_Dataset entries_
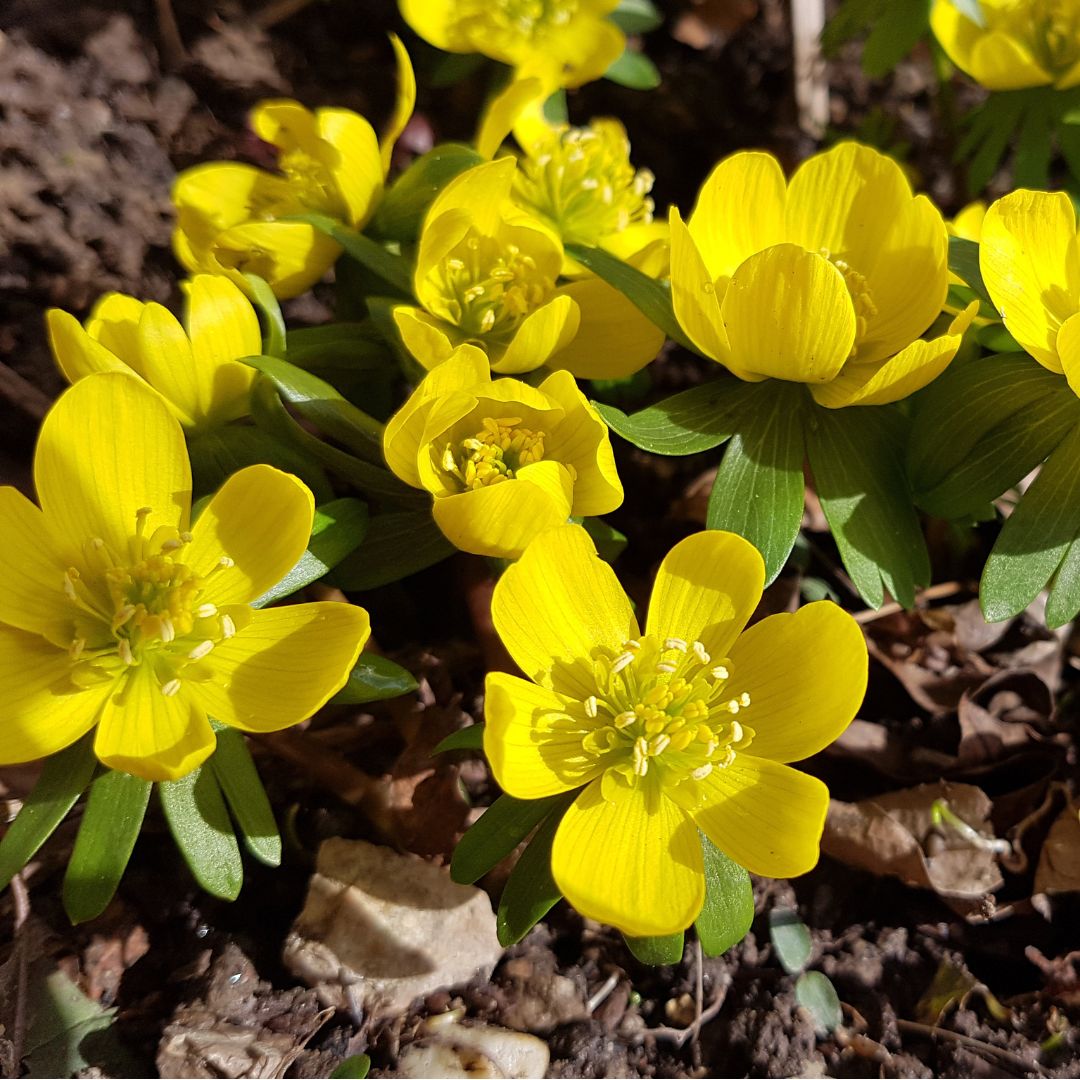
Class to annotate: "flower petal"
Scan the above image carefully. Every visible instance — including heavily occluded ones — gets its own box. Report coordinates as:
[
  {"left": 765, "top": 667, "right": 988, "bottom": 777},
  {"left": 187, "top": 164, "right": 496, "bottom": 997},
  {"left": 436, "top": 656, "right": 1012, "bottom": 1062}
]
[
  {"left": 646, "top": 530, "right": 765, "bottom": 660},
  {"left": 427, "top": 158, "right": 516, "bottom": 238},
  {"left": 35, "top": 373, "right": 191, "bottom": 565},
  {"left": 552, "top": 778, "right": 704, "bottom": 937},
  {"left": 492, "top": 523, "right": 639, "bottom": 697},
  {"left": 1056, "top": 310, "right": 1080, "bottom": 398},
  {"left": 191, "top": 601, "right": 370, "bottom": 732},
  {"left": 213, "top": 221, "right": 342, "bottom": 300},
  {"left": 494, "top": 295, "right": 581, "bottom": 375},
  {"left": 47, "top": 309, "right": 127, "bottom": 384},
  {"left": 133, "top": 301, "right": 202, "bottom": 427},
  {"left": 969, "top": 31, "right": 1053, "bottom": 90},
  {"left": 929, "top": 0, "right": 981, "bottom": 79},
  {"left": 380, "top": 34, "right": 417, "bottom": 175},
  {"left": 94, "top": 664, "right": 214, "bottom": 781},
  {"left": 668, "top": 206, "right": 729, "bottom": 363},
  {"left": 186, "top": 465, "right": 314, "bottom": 607},
  {"left": 317, "top": 107, "right": 383, "bottom": 227},
  {"left": 86, "top": 293, "right": 146, "bottom": 366},
  {"left": 477, "top": 76, "right": 546, "bottom": 160},
  {"left": 484, "top": 671, "right": 602, "bottom": 797},
  {"left": 726, "top": 602, "right": 866, "bottom": 763},
  {"left": 393, "top": 306, "right": 457, "bottom": 370}
]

_TRY IT_
Omitting all images, retype each line of the records precisely.

_RESULT OF THIS TASK_
Class to annotate: "flower petal"
Scan the above image carefully. Every visible instance — including heavily occluded ones — gets its own box. Report coordinates as:
[
  {"left": 765, "top": 667, "right": 988, "bottom": 777},
  {"left": 187, "top": 164, "right": 496, "bottom": 997},
  {"left": 436, "top": 656, "right": 1012, "bottom": 1062}
]
[
  {"left": 646, "top": 530, "right": 765, "bottom": 660},
  {"left": 427, "top": 158, "right": 516, "bottom": 238},
  {"left": 35, "top": 373, "right": 191, "bottom": 565},
  {"left": 552, "top": 778, "right": 704, "bottom": 937},
  {"left": 492, "top": 523, "right": 639, "bottom": 697},
  {"left": 1056, "top": 310, "right": 1080, "bottom": 398},
  {"left": 191, "top": 601, "right": 370, "bottom": 732},
  {"left": 213, "top": 221, "right": 342, "bottom": 300},
  {"left": 494, "top": 295, "right": 581, "bottom": 375},
  {"left": 47, "top": 309, "right": 127, "bottom": 384},
  {"left": 133, "top": 301, "right": 202, "bottom": 427},
  {"left": 969, "top": 31, "right": 1053, "bottom": 90},
  {"left": 929, "top": 0, "right": 981, "bottom": 79},
  {"left": 380, "top": 34, "right": 417, "bottom": 175},
  {"left": 94, "top": 664, "right": 214, "bottom": 781},
  {"left": 668, "top": 206, "right": 729, "bottom": 363},
  {"left": 186, "top": 465, "right": 314, "bottom": 607},
  {"left": 317, "top": 107, "right": 383, "bottom": 227},
  {"left": 86, "top": 293, "right": 146, "bottom": 366},
  {"left": 477, "top": 76, "right": 546, "bottom": 160},
  {"left": 484, "top": 671, "right": 602, "bottom": 797},
  {"left": 726, "top": 602, "right": 866, "bottom": 763},
  {"left": 393, "top": 306, "right": 457, "bottom": 370}
]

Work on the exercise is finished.